(Passage to read):

──────────

The new study, called Asian American Prospective Research (ASPIRE), follows a trend of disaggregating Asian American health data. Most recently, a 2021 U.S. National Institutes of Health workshop recognized the need for more cohort studies in Asian American, Pacific Islander, and Native Hawaiian populations, which are often grouped together.
Starting in November, the UCSF team and partners plan to recruit 20,000 cancer-free participants between the ages of 40 and 75 across the country who will be followed for 5 years. The goal is 50,000 participants in the next 10 years if the team can find additional funding.
Participants will go to a community center or online and fill out surveys on lifestyle choices like diet and exercise to help researchers understand differences between ethnic groups that may contribute to cancer. Researchers will determine which cohort participants get diagnosed with cancer by linking study records to records of their patients in state cancer registries, insurance claims, and death records. By enrolling participants while they’re still healthy, researchers hope to better understand the factors that may lead to cancer in some and not in others.

──────────

(Segmentation mask data)
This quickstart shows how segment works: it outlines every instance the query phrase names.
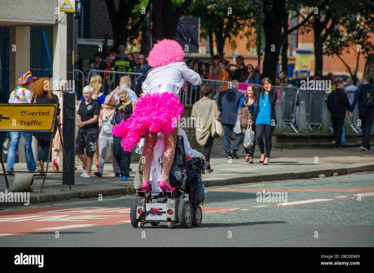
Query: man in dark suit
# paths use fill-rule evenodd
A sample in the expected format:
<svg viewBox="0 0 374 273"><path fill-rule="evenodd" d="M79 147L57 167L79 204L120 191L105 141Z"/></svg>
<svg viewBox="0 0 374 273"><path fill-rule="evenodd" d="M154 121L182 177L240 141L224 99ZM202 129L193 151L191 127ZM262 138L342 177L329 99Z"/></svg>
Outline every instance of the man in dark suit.
<svg viewBox="0 0 374 273"><path fill-rule="evenodd" d="M335 81L336 89L327 97L326 103L327 108L331 112L331 119L334 128L334 137L335 139L334 149L340 149L341 134L343 132L346 112L349 109L349 101L347 94L344 92L344 81L341 78Z"/></svg>
<svg viewBox="0 0 374 273"><path fill-rule="evenodd" d="M218 108L221 114L221 123L223 126L225 135L223 136L223 146L226 151L227 159L233 157L238 159L236 151L241 144L241 138L236 136L232 151L231 146L231 133L235 126L237 115L237 107L240 99L244 94L238 91L239 83L236 80L231 82L232 88L220 93L218 98Z"/></svg>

──────────

(Questions):
1: From the passage on the ASPIRE cancer study, extract the stretch from "Starting in November, the" through "not in others.".
2: According to the passage on the ASPIRE cancer study, how many years will the first 20,000 participants be followed?

(Per-task outputs):
1:
Starting in November, the UCSF team and partners plan to recruit 20,000 cancer-free participants between the ages of 40 and 75 across the country who will be followed for 5 years. The goal is 50,000 participants in the next 10 years if the team can find additional funding.
Participants will go to a community center or online and fill out surveys on lifestyle choices like diet and exercise to help researchers understand differences between ethnic groups that may contribute to cancer. Researchers will determine which cohort participants get diagnosed with cancer by linking study records to records of their patients in state cancer registries, insurance claims, and death records. By enrolling participants while they’re still healthy, researchers hope to better understand the factors that may lead to cancer in some and not in others.

2: 5 years.